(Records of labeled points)
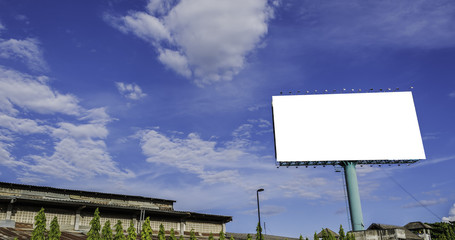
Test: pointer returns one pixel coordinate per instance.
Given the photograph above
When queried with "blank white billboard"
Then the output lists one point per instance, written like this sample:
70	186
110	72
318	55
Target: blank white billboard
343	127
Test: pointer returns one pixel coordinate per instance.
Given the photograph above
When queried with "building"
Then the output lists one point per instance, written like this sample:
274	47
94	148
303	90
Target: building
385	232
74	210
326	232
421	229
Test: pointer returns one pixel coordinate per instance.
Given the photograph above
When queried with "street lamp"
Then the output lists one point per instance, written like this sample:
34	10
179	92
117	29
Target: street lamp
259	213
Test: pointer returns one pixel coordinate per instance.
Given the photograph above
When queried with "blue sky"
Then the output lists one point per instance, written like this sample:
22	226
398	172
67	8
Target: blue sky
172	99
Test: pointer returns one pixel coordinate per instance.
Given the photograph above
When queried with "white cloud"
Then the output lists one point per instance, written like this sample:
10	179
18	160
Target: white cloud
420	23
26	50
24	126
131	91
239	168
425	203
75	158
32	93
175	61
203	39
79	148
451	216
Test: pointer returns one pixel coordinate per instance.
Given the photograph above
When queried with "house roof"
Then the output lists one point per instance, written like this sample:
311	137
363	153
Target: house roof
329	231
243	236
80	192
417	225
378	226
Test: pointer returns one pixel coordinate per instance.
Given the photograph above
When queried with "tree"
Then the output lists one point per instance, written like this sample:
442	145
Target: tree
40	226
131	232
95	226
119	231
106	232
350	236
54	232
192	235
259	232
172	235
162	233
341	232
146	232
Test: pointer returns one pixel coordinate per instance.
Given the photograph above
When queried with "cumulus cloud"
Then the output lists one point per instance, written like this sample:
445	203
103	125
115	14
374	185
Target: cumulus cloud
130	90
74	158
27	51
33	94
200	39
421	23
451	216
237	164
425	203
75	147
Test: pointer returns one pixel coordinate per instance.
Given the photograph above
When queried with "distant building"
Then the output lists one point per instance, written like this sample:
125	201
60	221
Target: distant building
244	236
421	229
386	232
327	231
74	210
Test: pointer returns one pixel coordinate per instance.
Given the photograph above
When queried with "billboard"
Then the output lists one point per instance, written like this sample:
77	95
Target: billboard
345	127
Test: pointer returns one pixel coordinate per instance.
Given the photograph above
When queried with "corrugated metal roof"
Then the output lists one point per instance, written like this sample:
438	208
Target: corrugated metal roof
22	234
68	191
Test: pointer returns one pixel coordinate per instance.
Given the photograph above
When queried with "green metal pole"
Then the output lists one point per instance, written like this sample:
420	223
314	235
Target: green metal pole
---
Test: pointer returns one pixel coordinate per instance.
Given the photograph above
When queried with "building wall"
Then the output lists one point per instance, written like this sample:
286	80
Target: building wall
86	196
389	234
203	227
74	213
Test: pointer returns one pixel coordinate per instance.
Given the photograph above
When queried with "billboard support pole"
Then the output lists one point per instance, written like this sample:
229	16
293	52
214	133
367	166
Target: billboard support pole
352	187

Task brief: Collect every line in the rows above that contains the string "building", and copy each one out in full.

Result for this exercise:
When queried with "building"
Target: building
When queried with "distant building"
Target: distant building
When queried with "building wall"
Target: building wall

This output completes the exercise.